▸ **Zu bearbeitende Aufgaben**:
[1] Erläutern Sie in ein bis drei Sätzen, wofür Hanna und ihre Kolleginnen in der Buchrezension bewundert werden.
[2] Prüfen Sie, ob die folgenden Aussagen mit der Buchrezension übereinstimmen. Antworten Sie jeweils mit Ja oder Nein und zitieren Sie die entscheidenden Worte wörtlich: (a) Das Buch erschien 2018 im Rhein-Mosel-Verlag. (b) Nach ihrer Rückkehr nach Deutschland erlebt Hanna den Luftkrieg in Berlin. (c) Die Geschichte beruht auf den Erinnerungen der Großmutter der Autorin.
[3] Setzen Sie die Buchrezension zu „Hanna – Kriegsjahre einer Krankenschwester“ im Anschluss an ihren letzten Satz fort.

▸ **Artikel**:
========

[Rezension] Hanna: Kriegsjahre einer Krankenschwester – Sandra Jungen
Titel: Hanna – Kriegsjahre einer Krankenschwester
Reihe: Einzelband
Autorin: Sandra Jungen
Verlag: Rhein-Mosel-Verlag
Erscheinungsjahr: 2018
Einband: Taschenbuch
Seitenanzahl: 332
Meine Wertung: 5 Federn
Klappentext:
Das Deutsche Reich 1942: Kurz nach ihrem Examen wird Hanna in die Krankenpflege der Wehrmacht eingegliedert. Obwohl sie lieber bei ihrer Familie in der Eifel wäre, beugt sie sich dem Befehl und kämpft fortan als Frontschwester um das Leben der Verwundeten – ebenso wie um das eigene. Nur mit knapper Not gelangt sie zurück nach Deutschland, wo sie in München den Luftkrieg in all seinen grausamen Facetten durchlebt und schließlich die harte Hand des Regimes am eigenen Leib erfahren muss.
Rezension:
Das Buch wurde mir vom Rhein-Mosel-Verlag als Rezensionsexemplar überlassen und ich war richtig gespannt auf die Geschichte. Sandra Jungen hat, basierend auf den Erinnerungen ihrer Großmutter, Jahrgang 1922, eine Geschichte über die Erlebnisse einer Krankenschwester während des Zweiten Weltkrieges erzählt. Ich erwartete eine spannende, aber auch sehr nahe gehende und von Schreckenserlebnissen gezeichnete Geschichte und genau die bekam ich auch.
Hannas Erlebnisse sind so erschreckend, wie nachvollziehbar. Unweigerlich fragte ich mich beim Lesen immer wieder, was ich empfunden hätte, wenn man mich an die Front geschickt hätte. Ich weiß nicht, wie die jungen Menschen diese Erlebnisse durchgestanden haben und daran nicht zerbrochen sind.
Manchmal kommt einem das Ganze auch etwas surreal vor. Hanna hat zwischendurch Heimaturlaub und sieht ihre Familie. Urlaub? Im Krieg? Vom Krieg? Das ist doch alles kaum vorstellbar, oder? Lange Zeit hatte ich das Gefühl, dass Hanna den Krieg ganz gut wegsteckt. Sie will zwar nicht an die Front, aber sie ist bereit, ihren Dienst zu tun, egal, wo man sie hinschickt. Nach und nach offenbaren sich aber die kleinen und großen alltäglichen Schrecken des Krieges. Soldaten, die schwer verwundet und nicht mehr zu retten sind, Bomben über München, die direkt über dem Lazarett, in dem Hanna arbeitet, abgeworfen werden. Ich habe keine Ahnung, wie man so etwas durchsteht. Ich muss gestehen, dass ich Hanna und ihre Kolleginnen dafür bewundert habe, dass sie sich bei allem Schrecken ihre Freundschaft und streckenweise auch ihre Fröhlichkeit bewahrt haben.

========

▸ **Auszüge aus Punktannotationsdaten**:
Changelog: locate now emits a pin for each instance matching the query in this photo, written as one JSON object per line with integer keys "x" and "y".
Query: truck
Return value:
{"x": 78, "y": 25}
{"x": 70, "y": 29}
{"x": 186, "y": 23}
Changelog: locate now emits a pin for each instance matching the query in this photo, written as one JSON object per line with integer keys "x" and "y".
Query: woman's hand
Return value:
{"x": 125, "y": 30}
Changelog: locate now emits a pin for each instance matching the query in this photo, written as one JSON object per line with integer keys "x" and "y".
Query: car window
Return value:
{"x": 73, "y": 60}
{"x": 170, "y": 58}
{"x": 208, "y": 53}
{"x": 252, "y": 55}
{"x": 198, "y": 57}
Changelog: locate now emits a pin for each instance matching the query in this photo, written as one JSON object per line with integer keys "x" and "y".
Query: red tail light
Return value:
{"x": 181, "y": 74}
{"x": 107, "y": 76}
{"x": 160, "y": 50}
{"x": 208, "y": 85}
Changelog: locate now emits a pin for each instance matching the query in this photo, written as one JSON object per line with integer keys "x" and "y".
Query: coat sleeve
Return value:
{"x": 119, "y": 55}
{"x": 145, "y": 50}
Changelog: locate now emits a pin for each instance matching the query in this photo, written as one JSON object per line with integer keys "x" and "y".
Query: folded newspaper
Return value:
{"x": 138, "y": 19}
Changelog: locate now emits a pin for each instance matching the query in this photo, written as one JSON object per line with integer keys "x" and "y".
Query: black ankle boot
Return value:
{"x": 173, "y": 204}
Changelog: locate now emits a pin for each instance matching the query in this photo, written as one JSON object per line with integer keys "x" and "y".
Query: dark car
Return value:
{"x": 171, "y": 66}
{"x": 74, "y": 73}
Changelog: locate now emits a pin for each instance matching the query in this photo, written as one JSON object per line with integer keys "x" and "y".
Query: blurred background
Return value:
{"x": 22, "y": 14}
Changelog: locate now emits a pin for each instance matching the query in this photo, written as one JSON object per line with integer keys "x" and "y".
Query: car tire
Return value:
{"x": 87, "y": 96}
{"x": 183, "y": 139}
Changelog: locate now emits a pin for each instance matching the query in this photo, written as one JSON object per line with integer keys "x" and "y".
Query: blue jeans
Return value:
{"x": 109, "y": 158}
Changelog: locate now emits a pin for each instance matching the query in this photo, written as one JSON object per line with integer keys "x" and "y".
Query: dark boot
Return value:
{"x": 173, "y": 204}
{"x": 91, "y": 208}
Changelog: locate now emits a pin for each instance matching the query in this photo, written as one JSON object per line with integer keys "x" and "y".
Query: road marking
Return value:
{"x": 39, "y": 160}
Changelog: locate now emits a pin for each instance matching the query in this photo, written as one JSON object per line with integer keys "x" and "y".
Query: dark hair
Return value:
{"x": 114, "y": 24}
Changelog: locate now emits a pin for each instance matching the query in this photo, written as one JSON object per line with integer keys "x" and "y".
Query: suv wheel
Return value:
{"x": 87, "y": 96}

========

▸ **Antworten je Aufgabe**:
[1] Hanna und ihre Kolleginnen werden dafür bewundert, dass sie sich trotz aller Schrecken des Krieges ihre Freundschaft und streckenweise auch ihre Fröhlichkeit bewahrt haben.

[2]
(a) Ja: „Verlag: Rhein-Mosel-Verlag“ und „Erscheinungsjahr: 2018“.
(b) Nein: „wo sie in München den Luftkrieg in all seinen grausamen Facetten durchlebt“.
(c) Ja: „basierend auf den Erinnerungen ihrer Großmutter, Jahrgang 1922“.

[3]
Mit Gerda haben wir hier quasi die Antagonistin. Schnell merkt der Leser, dass Gerda nicht über den Weg zu trauen ist. Hanna braucht da doch etwas länger, glaubt an das Gute im Menschen. Ab und an wollte man ihr zurufen: Halt den Mund. Was du sagst, ist gefährlich. Gerade das machte dieses Buch so spannend. Ich las die Geschichte natürlich mit dem Hintergrundwissen, dass wir heute über den 2. WK und die Zeit unter den Nazis haben. Hanna geht zunächst recht unbedarft an die Sache heran, genau wie es wahrscheinlich die Meisten von uns getan hätten. Sie kann sich zunächst gar nicht wirklich vorstellen, dass es tatsächlich Menschen gibt, die andere denunzieren, so hatte ich das Gefühl.
Sandra Jungen schreibt mit sehr viel Einfühlungsvermögen und auch wenn die Geschichte teilweise erfunden ist, wie die Autorin im Nachwort schreibt, so fußt sie doch auf einer wahren Lebensgeschichte und das macht es umso erschreckender. Wie leicht rutscht man einfach in eine solche Situation. Auch wenn nicht jeder freudestrahlend „Heil Hitler“ ruft, so hat der einfache Bürger doch lange nicht erkannt, wo das deutsche Volk da hin läuft, wem es hinterherrennt. Auch Hanna hinterfragt nicht, sondern stellt sich dorthin wo die Wehrmacht sie hin beordert und tut ihre Pflicht. Ich halte das absolut nicht für unrealistisch. Teilweise haben die Menschen sicher wirklich nicht mitbekommen, was im Land los war, die Kommunikation war ja bei weitem nicht so gut ausgebaut, wie sie es heute ist, man war nicht untereinander vernetzt. Manchmal verschließt man sicher auch die Augen, versucht sich selbst und eventuell noch seine Familie durch eine solche Zeit zu bringen, wie es Hannas Vater getan hat. Ich persönlich finde das sehr nachvollziehbar.
Eine Lebensgeschichte kann man nicht wirklich bewerten, was ich aber bewerten kann ist der Schreibstil und die Gesamtheit der erzählten Geschichte. Eindrücklich, eindringlich, emotional, stellenweise sehr direkt, aber an keiner Stelle sensationsgierig. Von mir gibt es 5 Federn und eine Leseempfehlung. Ich wünsche mir wirklich, dass ihr euch dieses Buch kauft und es lest!
Hallo Yvonne,
ich lese auch sehr gerne #GegenDasVergessen an und dieses Buch klingt absolut als dafür geeignet! Ich habe es auf meine Merkliste gesetzt.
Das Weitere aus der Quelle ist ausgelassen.